EXERCISE GOAL: Copy the consulting article from "Let's make you a partner!" to "focus on this?", swapping "company" for "firm" throughout.

Start PASSAGE GIVEN

Banking optimize

When your IT consulting client wants you to "buy in"

If a client asks you to be a partner, a shareholder, or an employee or promises to make you a celebrity, Chip Camden advises you to carefully weigh the pros and cons in each scenario.

 One of the big advantages of being an independent consultant is the freedom it gives you to choose the work you want to do. Sometimes your clients can get a little unnerved by that freedom. They start to worry that you might move on to more interesting gigs and leave them looking for someone else to fill your shoes. Despite all your assurances to the contrary (but never in writing), your clients may look for a way to get you to buy into their business. They reason that if you have some investment in their success (beyond continuing to collect your exorbitant fees), then you'll stick around to make sure that success materializes. And that's not all bad.

Here are four scenarios that a client may present to you:

Let's make you a partner!

I've had this happen several times -- usually with start-ups, but once even with a mature software company. This offer screams, "We don't have ready cash, but we need for you to put in a lot of hours." That's not always the motivation, but you want to make sure. Sometimes it really is just about wanting to keep you committed for as long as they can. Besides considering the client's motive, there are a number of other things to think about before responding to this type of offer.

  • Is this company going places?
  • Is their product something special?
  • Is it really going to make me any money? And if so, when?
  • Do I like this company?
  • Am I ready to sacrifice some (or all) of my other business to focus on this?
  • What does my lawyer say about it?

I've accepted two such offers in my career, and in both cases, they were startups that never got off the ground. All the time I invested in those projects counted for nothing -- except for the lessons learned.

Let's make you a shareholder!

One of my clients (a privately held corporation) offered to sell me stock. I took them up on it, because they've been in business for a long time and they're getting more profitable as the years go by. It made sense for me as a long-term investment. It made sense for them as a way to increase my investment in their future because, since their stock isn't publicly traded, I can't just unload it when the value goes up. Believe me, I really had to consider that fact before buying.

End PASSAGE GIVEN
Start DATA EXCERPTS

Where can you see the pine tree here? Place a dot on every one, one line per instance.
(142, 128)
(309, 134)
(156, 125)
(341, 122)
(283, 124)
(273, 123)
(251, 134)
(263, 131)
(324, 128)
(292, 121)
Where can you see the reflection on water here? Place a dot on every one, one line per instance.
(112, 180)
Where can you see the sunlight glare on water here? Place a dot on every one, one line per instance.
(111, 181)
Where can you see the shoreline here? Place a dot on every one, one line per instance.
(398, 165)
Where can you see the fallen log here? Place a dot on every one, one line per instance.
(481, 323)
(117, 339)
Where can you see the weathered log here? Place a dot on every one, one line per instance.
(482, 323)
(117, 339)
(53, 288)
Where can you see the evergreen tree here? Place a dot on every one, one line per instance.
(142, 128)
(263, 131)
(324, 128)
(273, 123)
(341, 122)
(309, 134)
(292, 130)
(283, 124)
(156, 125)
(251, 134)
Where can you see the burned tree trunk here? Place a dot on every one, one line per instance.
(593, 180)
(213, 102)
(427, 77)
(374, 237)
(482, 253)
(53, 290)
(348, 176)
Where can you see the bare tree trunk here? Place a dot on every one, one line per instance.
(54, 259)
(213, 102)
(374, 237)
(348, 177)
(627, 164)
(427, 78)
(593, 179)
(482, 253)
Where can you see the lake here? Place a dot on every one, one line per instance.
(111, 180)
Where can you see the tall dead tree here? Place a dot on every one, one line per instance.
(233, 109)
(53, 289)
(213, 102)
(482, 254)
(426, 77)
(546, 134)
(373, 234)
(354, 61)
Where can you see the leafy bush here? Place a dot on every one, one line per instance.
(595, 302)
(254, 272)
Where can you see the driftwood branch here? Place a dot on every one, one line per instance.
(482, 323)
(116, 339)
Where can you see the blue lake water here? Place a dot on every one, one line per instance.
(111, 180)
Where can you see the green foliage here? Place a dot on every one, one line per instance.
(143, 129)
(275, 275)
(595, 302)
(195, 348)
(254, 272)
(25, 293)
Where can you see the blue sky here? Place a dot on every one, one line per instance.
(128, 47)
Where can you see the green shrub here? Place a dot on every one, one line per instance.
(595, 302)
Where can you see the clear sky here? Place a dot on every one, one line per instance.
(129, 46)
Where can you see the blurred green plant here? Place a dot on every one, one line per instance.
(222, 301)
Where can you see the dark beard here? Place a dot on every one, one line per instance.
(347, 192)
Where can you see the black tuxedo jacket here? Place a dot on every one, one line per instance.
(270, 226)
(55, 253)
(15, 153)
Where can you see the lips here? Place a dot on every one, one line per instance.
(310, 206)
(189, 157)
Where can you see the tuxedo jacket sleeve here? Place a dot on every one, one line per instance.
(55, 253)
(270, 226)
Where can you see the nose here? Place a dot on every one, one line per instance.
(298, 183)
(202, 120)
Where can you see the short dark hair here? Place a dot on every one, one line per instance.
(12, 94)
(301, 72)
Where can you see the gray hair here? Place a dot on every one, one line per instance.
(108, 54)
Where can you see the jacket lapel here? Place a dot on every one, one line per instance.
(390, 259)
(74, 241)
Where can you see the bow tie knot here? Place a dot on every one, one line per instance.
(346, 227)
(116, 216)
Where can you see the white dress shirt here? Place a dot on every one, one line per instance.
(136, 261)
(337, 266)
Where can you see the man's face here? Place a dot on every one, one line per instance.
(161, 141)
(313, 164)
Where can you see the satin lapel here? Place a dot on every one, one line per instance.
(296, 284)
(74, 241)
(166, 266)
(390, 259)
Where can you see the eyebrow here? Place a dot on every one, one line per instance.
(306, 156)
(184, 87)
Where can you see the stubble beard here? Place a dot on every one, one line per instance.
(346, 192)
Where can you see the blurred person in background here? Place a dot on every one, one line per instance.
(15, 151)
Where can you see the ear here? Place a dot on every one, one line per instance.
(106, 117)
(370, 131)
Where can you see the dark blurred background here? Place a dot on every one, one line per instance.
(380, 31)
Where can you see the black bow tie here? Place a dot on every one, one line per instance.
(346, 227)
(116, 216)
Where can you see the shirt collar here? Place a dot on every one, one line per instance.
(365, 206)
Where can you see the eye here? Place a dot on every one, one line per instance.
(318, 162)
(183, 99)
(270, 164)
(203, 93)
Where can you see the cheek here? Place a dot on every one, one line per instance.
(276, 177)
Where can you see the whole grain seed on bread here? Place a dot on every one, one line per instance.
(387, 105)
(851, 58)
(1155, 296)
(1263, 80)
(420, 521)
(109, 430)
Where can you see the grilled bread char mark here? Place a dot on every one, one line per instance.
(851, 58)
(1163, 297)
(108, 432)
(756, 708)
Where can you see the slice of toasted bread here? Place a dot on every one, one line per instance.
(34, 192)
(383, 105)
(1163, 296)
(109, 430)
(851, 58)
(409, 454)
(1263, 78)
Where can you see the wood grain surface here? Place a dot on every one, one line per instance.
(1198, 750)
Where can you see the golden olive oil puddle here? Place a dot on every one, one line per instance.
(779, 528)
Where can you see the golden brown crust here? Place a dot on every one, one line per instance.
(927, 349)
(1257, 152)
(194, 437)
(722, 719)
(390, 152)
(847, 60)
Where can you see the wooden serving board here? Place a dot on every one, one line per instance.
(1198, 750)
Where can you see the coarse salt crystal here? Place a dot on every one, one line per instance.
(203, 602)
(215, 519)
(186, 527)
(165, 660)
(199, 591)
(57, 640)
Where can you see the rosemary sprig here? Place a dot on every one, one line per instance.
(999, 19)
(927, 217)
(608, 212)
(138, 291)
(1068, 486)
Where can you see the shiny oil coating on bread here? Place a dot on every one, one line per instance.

End DATA EXCERPTS

ANSWER FOR THIS EXERCISE:
Let's make you a partner!

I've had this happen several times -- usually with start-ups, but once even with a mature software firm. This offer screams, "We don't have ready cash, but we need for you to put in a lot of hours." That's not always the motivation, but you want to make sure. Sometimes it really is just about wanting to keep you committed for as long as they can. Besides considering the client's motive, there are a number of other things to think about before responding to this type of offer.

  • Is this firm going places?
  • Is their product something special?
  • Is it really going to make me any money? And if so, when?
  • Do I like this firm?
  • Am I ready to sacrifice some (or all) of my other business to focus on this?